Exercise aim
The result should be a verbatim copy of the whole listing.

Supplied material
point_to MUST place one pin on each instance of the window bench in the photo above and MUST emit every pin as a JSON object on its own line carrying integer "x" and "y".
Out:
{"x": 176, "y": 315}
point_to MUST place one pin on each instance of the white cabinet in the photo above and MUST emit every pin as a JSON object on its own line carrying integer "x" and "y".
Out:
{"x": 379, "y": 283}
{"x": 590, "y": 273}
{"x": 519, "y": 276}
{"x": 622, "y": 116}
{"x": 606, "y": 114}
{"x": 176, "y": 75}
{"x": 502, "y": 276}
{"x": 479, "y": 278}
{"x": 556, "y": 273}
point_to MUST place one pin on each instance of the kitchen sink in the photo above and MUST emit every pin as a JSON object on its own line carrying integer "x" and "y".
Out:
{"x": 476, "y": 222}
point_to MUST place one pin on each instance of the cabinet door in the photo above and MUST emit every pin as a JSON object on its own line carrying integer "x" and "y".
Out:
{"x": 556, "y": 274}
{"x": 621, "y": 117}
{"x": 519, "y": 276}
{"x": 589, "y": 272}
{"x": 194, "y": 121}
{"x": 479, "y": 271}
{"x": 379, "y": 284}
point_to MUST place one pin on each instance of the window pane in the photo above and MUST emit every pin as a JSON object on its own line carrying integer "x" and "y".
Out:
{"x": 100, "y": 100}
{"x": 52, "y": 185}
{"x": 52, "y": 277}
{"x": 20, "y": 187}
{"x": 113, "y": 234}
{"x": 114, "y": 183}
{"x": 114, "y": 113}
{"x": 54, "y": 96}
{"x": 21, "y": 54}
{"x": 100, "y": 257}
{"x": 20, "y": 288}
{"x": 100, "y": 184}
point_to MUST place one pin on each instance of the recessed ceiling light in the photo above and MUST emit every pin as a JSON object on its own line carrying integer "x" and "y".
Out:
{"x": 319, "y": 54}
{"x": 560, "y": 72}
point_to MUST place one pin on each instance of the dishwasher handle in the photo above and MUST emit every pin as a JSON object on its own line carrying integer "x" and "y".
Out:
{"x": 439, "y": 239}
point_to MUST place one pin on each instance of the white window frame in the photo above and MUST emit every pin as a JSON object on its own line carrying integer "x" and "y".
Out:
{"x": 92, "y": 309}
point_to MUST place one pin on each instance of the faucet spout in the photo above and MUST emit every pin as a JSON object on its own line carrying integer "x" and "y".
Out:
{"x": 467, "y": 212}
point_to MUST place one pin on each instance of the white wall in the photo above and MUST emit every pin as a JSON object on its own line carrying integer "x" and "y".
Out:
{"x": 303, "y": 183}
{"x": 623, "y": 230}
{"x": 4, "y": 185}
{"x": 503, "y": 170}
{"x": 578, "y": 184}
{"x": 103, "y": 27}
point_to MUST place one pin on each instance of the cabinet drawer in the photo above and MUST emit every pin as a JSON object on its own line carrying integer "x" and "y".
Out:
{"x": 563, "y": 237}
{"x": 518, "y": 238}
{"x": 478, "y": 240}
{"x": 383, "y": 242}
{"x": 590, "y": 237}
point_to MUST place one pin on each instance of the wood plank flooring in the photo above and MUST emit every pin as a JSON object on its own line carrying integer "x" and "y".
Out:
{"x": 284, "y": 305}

Answer space
point_to MUST place one pin on each instance of the window bench in the photo above and MUST emit every pin as a JSON object on its own line carrying integer "x" and "y".
Out:
{"x": 176, "y": 315}
point_to MUST place one pin on each instance of the white cabinet in the photo above and MUST emit every pin as a JSON object on its own line carrying integer "x" and "y".
Out:
{"x": 379, "y": 283}
{"x": 590, "y": 273}
{"x": 519, "y": 276}
{"x": 622, "y": 116}
{"x": 606, "y": 114}
{"x": 176, "y": 75}
{"x": 502, "y": 276}
{"x": 479, "y": 278}
{"x": 556, "y": 273}
point_to MUST place one pin on each instance of the kitchen sink in the photo above and MUST emit every pin as a JSON object on its own line carrying integer "x" and "y".
Out:
{"x": 476, "y": 222}
point_to MUST place one pin on each instance of the cabinet door in the photo above and MUST emit every pin as a JSON object on its own line carrying integer "x" and "y".
Out:
{"x": 556, "y": 274}
{"x": 621, "y": 117}
{"x": 519, "y": 276}
{"x": 589, "y": 272}
{"x": 194, "y": 121}
{"x": 479, "y": 271}
{"x": 379, "y": 284}
point_to MUST place one pin on each instance of the window pane in the photo above and MUST emit every pin as a JSON object on its own line carrying integer "x" and "y".
Out:
{"x": 100, "y": 100}
{"x": 52, "y": 185}
{"x": 52, "y": 277}
{"x": 20, "y": 187}
{"x": 113, "y": 234}
{"x": 114, "y": 183}
{"x": 114, "y": 113}
{"x": 54, "y": 96}
{"x": 21, "y": 54}
{"x": 100, "y": 257}
{"x": 20, "y": 288}
{"x": 100, "y": 184}
point_to MUST place one pin on each instance of the recessed ceiling light in the photo above and MUST emit every pin as a JSON object on its own line carrying integer "x" and "y".
Out:
{"x": 319, "y": 54}
{"x": 560, "y": 72}
point_to MUST place one pin on each instance of the dishwasher handle in the photo above and MUST emit every pin as a JSON object on its own line carrying integer "x" and "y".
Out:
{"x": 439, "y": 239}
point_to MUST place one pin on each instance of the white window frame in the photo above and MUST emit every pin as a JSON object on its own line carrying integer "x" and "y".
Out:
{"x": 92, "y": 309}
point_to MUST place one pin on each instance of the faucet spout in the photo above and MUST emit every pin as a JSON object on its own line carrying integer "x" and "y".
Out:
{"x": 467, "y": 212}
point_to MUST place one pin on each instance of the white wall in the photo above and MUST emit every pin as a JSON object on its own line carrying integer "x" and "y".
Out:
{"x": 303, "y": 183}
{"x": 623, "y": 230}
{"x": 4, "y": 185}
{"x": 503, "y": 170}
{"x": 578, "y": 184}
{"x": 103, "y": 27}
point_to MUST place one pin on each instance of the cabinet drawer in the photo above and MUST emit every pin as a JSON object on its own line carrying integer "x" and "y".
Out:
{"x": 563, "y": 237}
{"x": 518, "y": 238}
{"x": 478, "y": 240}
{"x": 383, "y": 242}
{"x": 590, "y": 237}
point_to MUST place one pin on each instance of the wood plank flooring in the photo above and MUST emit every pin as a JSON object on its own line carrying integer "x" and "y".
Out:
{"x": 284, "y": 305}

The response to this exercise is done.